Required work
Write out the entries again exactly as they are given.

::: Records provided :::

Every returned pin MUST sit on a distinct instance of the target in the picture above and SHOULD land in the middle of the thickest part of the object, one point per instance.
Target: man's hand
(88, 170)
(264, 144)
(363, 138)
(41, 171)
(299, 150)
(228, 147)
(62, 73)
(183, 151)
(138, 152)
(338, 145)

:::

Expected answer
Every returned pin MUST sit on a distinct instance of the target in the picture above and SHOULD land in the middle of the thickest part of the object, one point per instance.
Target: man's hand
(88, 170)
(264, 144)
(363, 138)
(41, 171)
(299, 150)
(228, 147)
(62, 73)
(183, 151)
(138, 152)
(338, 145)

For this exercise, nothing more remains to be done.